→ **Excerpts of location labeling data**
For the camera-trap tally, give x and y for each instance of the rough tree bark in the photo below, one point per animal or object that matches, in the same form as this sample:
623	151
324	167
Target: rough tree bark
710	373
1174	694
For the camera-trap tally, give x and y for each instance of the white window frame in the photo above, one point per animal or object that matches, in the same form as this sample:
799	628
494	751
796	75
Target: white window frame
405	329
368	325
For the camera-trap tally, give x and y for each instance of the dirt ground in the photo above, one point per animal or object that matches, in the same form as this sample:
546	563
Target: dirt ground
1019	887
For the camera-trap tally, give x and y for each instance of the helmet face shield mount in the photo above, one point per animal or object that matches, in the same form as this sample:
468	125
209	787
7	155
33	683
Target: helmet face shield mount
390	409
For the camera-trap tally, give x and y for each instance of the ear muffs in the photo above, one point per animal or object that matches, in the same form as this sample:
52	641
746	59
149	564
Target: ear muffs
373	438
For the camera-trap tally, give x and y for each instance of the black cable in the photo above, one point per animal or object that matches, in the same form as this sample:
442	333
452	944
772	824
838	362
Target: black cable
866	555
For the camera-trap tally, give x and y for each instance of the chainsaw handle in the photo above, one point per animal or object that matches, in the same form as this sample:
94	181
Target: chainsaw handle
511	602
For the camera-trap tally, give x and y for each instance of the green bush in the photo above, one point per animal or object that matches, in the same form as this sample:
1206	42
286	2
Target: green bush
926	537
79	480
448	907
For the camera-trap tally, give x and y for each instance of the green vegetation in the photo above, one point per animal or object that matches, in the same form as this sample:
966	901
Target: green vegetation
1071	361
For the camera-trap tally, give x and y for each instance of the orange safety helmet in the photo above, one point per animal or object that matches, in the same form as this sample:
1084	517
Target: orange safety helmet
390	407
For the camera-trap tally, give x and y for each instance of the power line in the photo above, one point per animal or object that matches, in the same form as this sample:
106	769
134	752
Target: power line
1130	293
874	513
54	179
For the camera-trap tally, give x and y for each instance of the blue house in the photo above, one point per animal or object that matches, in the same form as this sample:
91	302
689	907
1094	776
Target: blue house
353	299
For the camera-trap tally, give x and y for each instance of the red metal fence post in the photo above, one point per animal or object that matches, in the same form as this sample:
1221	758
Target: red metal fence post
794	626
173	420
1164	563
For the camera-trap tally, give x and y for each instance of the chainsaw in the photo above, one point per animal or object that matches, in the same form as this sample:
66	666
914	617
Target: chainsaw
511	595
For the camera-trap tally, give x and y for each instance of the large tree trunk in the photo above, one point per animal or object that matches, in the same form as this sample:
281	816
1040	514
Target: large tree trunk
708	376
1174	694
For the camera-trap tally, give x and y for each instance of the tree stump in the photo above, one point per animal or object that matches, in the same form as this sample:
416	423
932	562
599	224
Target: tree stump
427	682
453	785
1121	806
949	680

→ **REQUIRED WORK**
Repeat precisely the lines of the data starting at the one containing "the green bush", last line included.

→ **FULL OUTPUT**
For the camera-trap tally, give x and y for each instance of the green bush in the photo above, one point per animal or object that matches, in the same form as this sample:
1206	42
286	2
Target: green bush
926	537
79	480
448	907
For the camera-trap tally, give x and y for each instance of the green vegetation in the photo above, one point per animal or object that matches, in the same form as this sample:
966	901
Target: green vegetation
1071	361
For the camera-trap tally, give x and y for each instance of the orange safety helmet in the photo above, one point per animal or object that matches, in the same form as this sample:
1084	517
Target: orange safety helmet
390	407
For the camera-trap tally, give x and y for each instance of the power line in the photo above, one point per animal or object that matches, in the same form as this sample:
106	769
134	752
Target: power line
1130	293
874	513
54	179
For the camera-trap tally, give x and y for each instance of the blue house in the photo above, one point per animal or object that matches, in the same form as this sample:
91	302
689	907
1094	776
Target: blue house
353	299
For the camera-trap tally, give x and y for each instance of the red metal fence post in the photo above, one point per animal or object that matches, in the same form as this sample:
1221	758
Target: red metal fence post
794	626
173	420
1164	563
For the camera-trap tally, give x and y for each instance of the chainsaw in the photo above, one point per animal or object that matches, in the same form as this sample:
66	666
914	617
Target: chainsaw
511	595
For the camera-trap tally, give x and y for each instance of the large tree trunk in the photo above, one point per animal or object that matches, in the same form as this sample:
281	816
1040	514
Target: large tree trunk
708	376
1174	694
For the camera-trap tally, give x and y for each instance of the tree stump in the photo above, one point per animal or object that matches, in the same form as this sample:
416	423
932	562
599	224
Target: tree stump
427	682
453	785
1121	806
949	680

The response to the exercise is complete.